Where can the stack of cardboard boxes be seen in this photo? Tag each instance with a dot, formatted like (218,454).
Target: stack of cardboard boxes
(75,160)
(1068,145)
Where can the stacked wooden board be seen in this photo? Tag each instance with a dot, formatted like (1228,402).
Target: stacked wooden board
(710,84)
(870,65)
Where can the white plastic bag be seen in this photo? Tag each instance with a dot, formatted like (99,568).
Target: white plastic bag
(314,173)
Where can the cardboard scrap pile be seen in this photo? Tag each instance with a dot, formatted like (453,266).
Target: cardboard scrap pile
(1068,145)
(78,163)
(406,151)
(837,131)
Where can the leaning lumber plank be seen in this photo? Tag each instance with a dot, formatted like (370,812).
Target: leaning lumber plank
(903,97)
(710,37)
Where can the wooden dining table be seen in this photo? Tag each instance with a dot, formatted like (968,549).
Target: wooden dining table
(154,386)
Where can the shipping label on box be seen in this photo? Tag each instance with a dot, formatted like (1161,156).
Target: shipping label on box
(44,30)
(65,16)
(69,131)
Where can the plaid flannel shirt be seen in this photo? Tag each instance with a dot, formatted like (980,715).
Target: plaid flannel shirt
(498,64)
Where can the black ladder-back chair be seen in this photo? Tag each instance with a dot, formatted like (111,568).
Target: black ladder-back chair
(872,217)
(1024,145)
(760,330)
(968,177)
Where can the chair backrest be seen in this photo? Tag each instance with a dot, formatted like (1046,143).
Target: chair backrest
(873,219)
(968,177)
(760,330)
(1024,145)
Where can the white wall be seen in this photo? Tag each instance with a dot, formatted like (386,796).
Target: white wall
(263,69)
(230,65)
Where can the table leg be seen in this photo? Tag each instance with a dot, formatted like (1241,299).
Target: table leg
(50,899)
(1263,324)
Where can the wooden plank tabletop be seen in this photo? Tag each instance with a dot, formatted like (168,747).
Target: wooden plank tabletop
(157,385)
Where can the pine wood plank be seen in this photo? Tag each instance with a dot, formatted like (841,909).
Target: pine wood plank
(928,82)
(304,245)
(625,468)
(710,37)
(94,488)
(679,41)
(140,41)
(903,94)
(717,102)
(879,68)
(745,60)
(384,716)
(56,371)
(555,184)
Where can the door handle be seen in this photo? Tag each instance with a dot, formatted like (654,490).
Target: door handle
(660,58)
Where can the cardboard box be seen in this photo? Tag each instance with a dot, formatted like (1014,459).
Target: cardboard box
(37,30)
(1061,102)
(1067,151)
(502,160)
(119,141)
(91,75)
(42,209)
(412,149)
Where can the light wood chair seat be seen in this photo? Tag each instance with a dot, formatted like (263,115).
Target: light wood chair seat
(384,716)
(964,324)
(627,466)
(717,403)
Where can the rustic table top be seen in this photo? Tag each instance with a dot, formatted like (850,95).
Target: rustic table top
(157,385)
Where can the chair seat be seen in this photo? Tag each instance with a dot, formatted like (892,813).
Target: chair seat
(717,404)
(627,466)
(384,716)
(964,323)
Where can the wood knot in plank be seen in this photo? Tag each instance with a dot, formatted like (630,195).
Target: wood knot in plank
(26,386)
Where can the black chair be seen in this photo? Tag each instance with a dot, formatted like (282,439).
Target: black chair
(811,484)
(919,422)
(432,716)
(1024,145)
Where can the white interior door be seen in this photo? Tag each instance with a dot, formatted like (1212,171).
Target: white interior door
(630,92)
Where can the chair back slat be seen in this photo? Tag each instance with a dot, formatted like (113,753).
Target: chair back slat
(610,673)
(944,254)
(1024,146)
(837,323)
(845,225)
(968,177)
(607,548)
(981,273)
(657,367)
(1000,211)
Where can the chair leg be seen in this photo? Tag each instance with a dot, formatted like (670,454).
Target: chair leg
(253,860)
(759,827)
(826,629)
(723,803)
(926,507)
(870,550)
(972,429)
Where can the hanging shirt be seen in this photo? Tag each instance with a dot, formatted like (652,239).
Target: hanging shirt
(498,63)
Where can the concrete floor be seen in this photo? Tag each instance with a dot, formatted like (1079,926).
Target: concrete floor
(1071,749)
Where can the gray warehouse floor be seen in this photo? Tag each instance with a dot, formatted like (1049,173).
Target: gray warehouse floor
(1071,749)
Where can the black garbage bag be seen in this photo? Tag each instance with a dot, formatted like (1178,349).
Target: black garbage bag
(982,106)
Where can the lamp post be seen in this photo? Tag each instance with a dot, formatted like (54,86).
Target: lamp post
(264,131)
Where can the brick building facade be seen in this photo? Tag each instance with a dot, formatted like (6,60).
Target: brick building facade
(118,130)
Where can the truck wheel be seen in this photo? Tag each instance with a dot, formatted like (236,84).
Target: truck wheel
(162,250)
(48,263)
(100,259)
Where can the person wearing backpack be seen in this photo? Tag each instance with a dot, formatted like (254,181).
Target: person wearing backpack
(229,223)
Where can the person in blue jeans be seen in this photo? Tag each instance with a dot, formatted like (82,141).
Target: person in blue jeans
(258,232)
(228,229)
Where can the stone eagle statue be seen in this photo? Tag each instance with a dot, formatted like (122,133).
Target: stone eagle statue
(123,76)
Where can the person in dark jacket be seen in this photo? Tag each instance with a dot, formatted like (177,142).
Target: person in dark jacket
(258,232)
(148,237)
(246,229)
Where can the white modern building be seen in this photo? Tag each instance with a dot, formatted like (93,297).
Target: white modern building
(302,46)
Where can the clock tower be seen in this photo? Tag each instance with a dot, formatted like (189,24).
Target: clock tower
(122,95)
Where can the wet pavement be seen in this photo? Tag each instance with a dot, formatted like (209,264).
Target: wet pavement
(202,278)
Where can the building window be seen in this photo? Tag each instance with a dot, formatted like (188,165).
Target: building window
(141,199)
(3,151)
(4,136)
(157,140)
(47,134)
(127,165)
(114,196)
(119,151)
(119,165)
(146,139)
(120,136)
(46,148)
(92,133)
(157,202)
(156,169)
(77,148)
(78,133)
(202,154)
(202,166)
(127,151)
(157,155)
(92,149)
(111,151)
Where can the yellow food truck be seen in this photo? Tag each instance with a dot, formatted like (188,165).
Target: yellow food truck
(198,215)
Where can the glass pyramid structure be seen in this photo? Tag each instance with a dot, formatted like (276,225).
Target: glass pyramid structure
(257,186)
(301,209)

= = =

* WHAT THE TASK REQUIRES
Update the lines from the one containing "Where can the building" through the final line of the items, inclusive, replacing "food truck" with "delivery van" and leaving everything else unchanged.

* RESPONSE TO THIS TASK
Where can the building window be seen in this photo? Tag each instance with a dot, formatted like (188,165).
Target: building window
(141,199)
(3,151)
(4,136)
(157,140)
(47,134)
(127,165)
(114,196)
(119,151)
(119,165)
(146,139)
(120,136)
(46,148)
(92,133)
(157,202)
(156,169)
(77,148)
(78,133)
(202,154)
(202,166)
(127,151)
(157,155)
(92,149)
(111,151)
Where can the yellow delivery van be seen in this photo? Tag each instance with a dot, formatted like (188,165).
Target: yellow delivery van
(198,215)
Where can the glass pyramid structure be seen in this photo? Tag each instance with a dot, formatted like (276,225).
Target: glass pyramid structure
(257,186)
(301,209)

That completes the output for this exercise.